= Given exercise =
Lay out the stretch from the line containing "Outline every instance of the cluster" through the last line below as a JSON list of strings, one string per line, leaving out any blank lines.
** Start **
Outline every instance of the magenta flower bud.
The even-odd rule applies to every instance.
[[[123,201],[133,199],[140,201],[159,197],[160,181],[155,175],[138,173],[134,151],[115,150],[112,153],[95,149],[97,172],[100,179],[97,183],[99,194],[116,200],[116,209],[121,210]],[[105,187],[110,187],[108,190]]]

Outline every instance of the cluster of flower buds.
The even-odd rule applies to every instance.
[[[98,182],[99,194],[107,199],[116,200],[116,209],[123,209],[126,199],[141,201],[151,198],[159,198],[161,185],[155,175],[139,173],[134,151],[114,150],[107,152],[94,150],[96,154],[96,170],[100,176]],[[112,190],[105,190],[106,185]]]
** End **
= Exercise response =
[
  "Outline every instance of the cluster of flower buds.",
  "The even-odd rule applies to every instance.",
  "[[[98,182],[99,194],[107,199],[116,200],[116,209],[123,209],[126,199],[141,201],[151,198],[159,198],[161,185],[155,175],[139,173],[134,151],[114,150],[107,152],[94,150],[96,154],[96,170],[100,176]],[[112,190],[105,190],[106,185]]]"
]